[PROBLEM REQUIREMENTS] Copy out the data word for word. The images are not part of the copy.

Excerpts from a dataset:
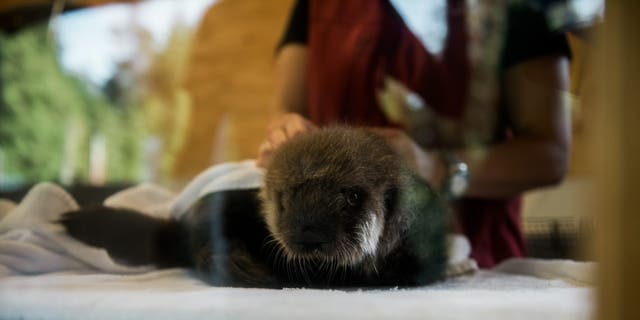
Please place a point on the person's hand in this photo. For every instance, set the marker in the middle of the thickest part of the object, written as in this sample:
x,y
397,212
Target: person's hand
x,y
428,164
279,131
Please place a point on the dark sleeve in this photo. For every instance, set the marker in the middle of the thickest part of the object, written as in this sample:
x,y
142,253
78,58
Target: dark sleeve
x,y
298,28
528,36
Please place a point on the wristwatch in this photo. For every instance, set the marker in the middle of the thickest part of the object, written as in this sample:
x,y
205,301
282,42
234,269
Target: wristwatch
x,y
456,181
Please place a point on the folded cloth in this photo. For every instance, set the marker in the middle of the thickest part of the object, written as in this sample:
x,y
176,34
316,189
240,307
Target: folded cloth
x,y
32,242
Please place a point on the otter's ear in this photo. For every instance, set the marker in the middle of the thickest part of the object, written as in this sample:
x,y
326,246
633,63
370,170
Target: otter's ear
x,y
391,200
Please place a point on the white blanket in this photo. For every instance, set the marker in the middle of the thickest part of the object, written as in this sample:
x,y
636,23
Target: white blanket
x,y
69,280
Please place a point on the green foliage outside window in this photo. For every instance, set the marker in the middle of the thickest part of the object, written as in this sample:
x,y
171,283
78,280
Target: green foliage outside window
x,y
48,117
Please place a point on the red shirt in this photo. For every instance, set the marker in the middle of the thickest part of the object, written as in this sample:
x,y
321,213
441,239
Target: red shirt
x,y
353,45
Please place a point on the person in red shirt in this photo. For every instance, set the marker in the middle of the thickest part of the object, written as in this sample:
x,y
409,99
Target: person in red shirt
x,y
336,56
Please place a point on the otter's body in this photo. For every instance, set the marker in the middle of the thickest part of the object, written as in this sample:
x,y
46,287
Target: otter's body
x,y
338,208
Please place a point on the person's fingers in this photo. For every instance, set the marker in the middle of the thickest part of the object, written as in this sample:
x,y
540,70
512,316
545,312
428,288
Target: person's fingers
x,y
277,137
264,154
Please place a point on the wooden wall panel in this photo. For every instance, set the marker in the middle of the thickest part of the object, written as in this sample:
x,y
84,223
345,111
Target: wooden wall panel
x,y
230,81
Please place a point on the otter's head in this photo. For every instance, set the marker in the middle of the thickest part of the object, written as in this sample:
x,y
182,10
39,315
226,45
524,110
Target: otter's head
x,y
332,195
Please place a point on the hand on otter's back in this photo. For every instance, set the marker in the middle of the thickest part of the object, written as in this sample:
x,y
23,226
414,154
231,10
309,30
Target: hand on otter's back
x,y
338,207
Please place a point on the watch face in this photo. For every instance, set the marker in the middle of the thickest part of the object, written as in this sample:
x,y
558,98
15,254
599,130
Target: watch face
x,y
458,185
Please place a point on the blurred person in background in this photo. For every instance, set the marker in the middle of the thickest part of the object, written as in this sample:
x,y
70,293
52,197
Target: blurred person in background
x,y
497,121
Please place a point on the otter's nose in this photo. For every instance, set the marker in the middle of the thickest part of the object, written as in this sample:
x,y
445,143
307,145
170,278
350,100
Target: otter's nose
x,y
311,237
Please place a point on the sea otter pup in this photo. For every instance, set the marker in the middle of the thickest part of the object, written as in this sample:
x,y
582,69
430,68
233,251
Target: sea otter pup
x,y
338,208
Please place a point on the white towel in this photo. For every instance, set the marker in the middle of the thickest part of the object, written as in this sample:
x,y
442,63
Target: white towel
x,y
32,242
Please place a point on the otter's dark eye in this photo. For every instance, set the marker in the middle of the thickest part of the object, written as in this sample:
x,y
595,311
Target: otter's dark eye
x,y
279,201
354,197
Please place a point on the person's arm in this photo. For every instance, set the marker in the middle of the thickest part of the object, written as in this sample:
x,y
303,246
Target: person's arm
x,y
290,97
539,115
538,154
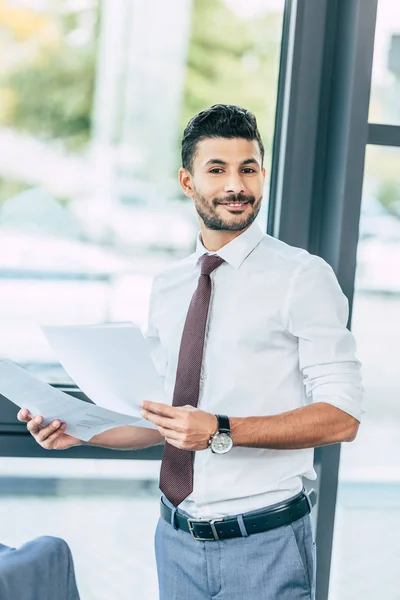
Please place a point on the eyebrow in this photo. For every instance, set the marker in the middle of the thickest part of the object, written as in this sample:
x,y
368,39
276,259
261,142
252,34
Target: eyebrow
x,y
218,161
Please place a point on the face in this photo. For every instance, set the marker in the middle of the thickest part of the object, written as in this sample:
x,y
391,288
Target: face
x,y
227,182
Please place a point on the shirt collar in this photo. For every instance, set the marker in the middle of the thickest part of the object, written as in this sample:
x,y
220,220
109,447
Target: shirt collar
x,y
237,249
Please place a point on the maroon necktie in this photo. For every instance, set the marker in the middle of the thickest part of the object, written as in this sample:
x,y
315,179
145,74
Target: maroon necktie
x,y
176,476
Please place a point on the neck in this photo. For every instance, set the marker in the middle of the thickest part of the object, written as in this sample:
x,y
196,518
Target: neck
x,y
214,240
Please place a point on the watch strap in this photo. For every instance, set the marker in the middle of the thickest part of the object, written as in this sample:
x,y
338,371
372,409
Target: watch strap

[EXPECTED ANSWER]
Please place a point on the person's hand in this photo. For every instance, set the marker in the middle of the thickest part of the object, written as in this sample:
x,y
397,212
Target: person's hand
x,y
428,164
279,131
Please place a point on the dark sleeve in this photo. For every instance, set the marker in the middle of the thickest part of the object, written as in this sample:
x,y
142,253
78,58
Target: dark sleeve
x,y
298,28
528,36
Please place a point on the wristwatch in this photo. For every instance, set the marker in the middle of the thickest part of the object, written as in this sample:
x,y
205,301
282,42
234,269
Target: wristwatch
x,y
456,181
Please place a point on the folded cloth in this photo. For every instance, set the marker in the middle of the thickest part of the object, written as in this sample:
x,y
176,34
316,189
240,307
Target: folded cloth
x,y
32,242
Please place a point on the otter's ear in this photo. For every instance, set the marker in the middle of the thickest part of the object, written as in this sample:
x,y
326,246
633,63
370,170
Target: otter's ear
x,y
391,200
Please place a point on the white blanket in this photo. For every instance, set the marker in the middle of the thickest part of the object, written as in this sample:
x,y
636,23
Target: white blanket
x,y
69,280
Please place a point on the green foliage outside window in this photo. For every instance, set the marker in the middle of the thickest part of the object, written as in this sample:
x,y
171,283
78,280
Target: green foliage outside window
x,y
48,117
Please place a point on the red shirt in this photo. For every instance, set the marker in the middle of the thickest part of the object, written as in this sample:
x,y
321,213
441,239
Target: red shirt
x,y
353,45
Please place a point on the person in red shirt in this photo. For every instance, set the marker in the middle of the thickest part of the object, written as in this sample:
x,y
409,99
Target: person in red shirt
x,y
336,56
Please place a point on the otter's body in this photo. For every instance, set the marker in the middle of the thickest part of the object, written as in this sample:
x,y
46,287
Target: otter's body
x,y
338,208
Please place a point on the person's fingers in this photo. For every instance, set the marker in the middle of the thickest part of the object, written as in this sample:
x,y
540,70
512,316
545,312
428,288
Target: person's fingers
x,y
277,137
264,154
Please place a point on the wooden wall panel in this photo. For every instance, set the marker in the middle of the thickest part of the object, written as in this sample:
x,y
84,223
345,111
Target: wooden wall panel
x,y
230,81
Please place a point on the otter's head in this photo. For every instance, set the marker in the middle of the thickest part of the object, written as in this sample:
x,y
182,10
39,315
226,45
524,110
Target: otter's head
x,y
332,195
Please place a point on the hand on otter's back in this photo. For every instance, set the marker in the middle of the thickest part of the object, written as in this sample:
x,y
23,226
414,154
231,10
309,30
Target: hand on otter's back
x,y
338,207
Please place a point on the watch face in this photo. For every instance, set the marker in the middle of the thickest part of the object, written as in this sample:
x,y
558,98
15,254
599,130
Target: watch face
x,y
458,185
Please place a point on the blurred person in background in this photo. For every instance, set the marker in the middle of the thickest part of the object, written as in this sample:
x,y
70,293
52,197
Target: blurred person in background
x,y
497,121
Please place a point on the otter's nose in this photo. For every instance, set the marker in the middle of the thickest part of the object, written as in this sample:
x,y
445,143
307,145
170,278
350,100
Target: otter's nose
x,y
311,237
Please place a point on the sea otter pup in this photo. For every instance, set the marker in the middle of the thickest part of the object, written as in this sample:
x,y
582,69
430,68
233,251
Target: sea otter pup
x,y
338,208
Please place a point on the white towel in this photo. For every instance, set the marker in the middle of the thickest part of the object, written as in this sample:
x,y
442,63
Target: white towel
x,y
32,242
Please place a point on the otter's dark eye in this photo. For every instance, set the marker in the middle of the thickest part of the object, written as in this sample:
x,y
595,311
Target: otter's dark eye
x,y
279,201
354,197
Please place a point on the person's arm in this photo. For every instance, set the marker in the middle of the thickest part of the object, written as in this sample:
x,y
303,246
Target: person's arm
x,y
290,97
539,115
538,154
Please place a point on the eyebrow in this photo. For every instance, set the marker in the middle of the thickest part of the object, written as in this sample:
x,y
368,39
276,259
261,142
252,34
Target: eyebrow
x,y
218,161
Please place a point on the face in this photo. For every instance, set the marker in the middle of the thickest part of the object, written as in this sample:
x,y
391,288
Target: face
x,y
227,182
Please place a point on the shirt collar in this photo. For every instance, set the marker in the middle of the thickest part of the object, written as in this sample:
x,y
220,220
109,447
Target: shirt collar
x,y
237,249
Please place a point on the maroon necktie in this photo. For every instance, set the marker in the middle of the thickest part of the object, written as in this sample:
x,y
315,179
145,74
Target: maroon necktie
x,y
176,476
Please place a point on the neck in this photo. For every instance, set the marker in the middle of the thickest part of the object, written as in this sample:
x,y
196,518
Target: neck
x,y
214,240
Please place a point on the watch strap in this photo. For every instance, set the marker in the middle of the thickest part of the object, written as in this sample:
x,y
338,371
372,409
Target: watch strap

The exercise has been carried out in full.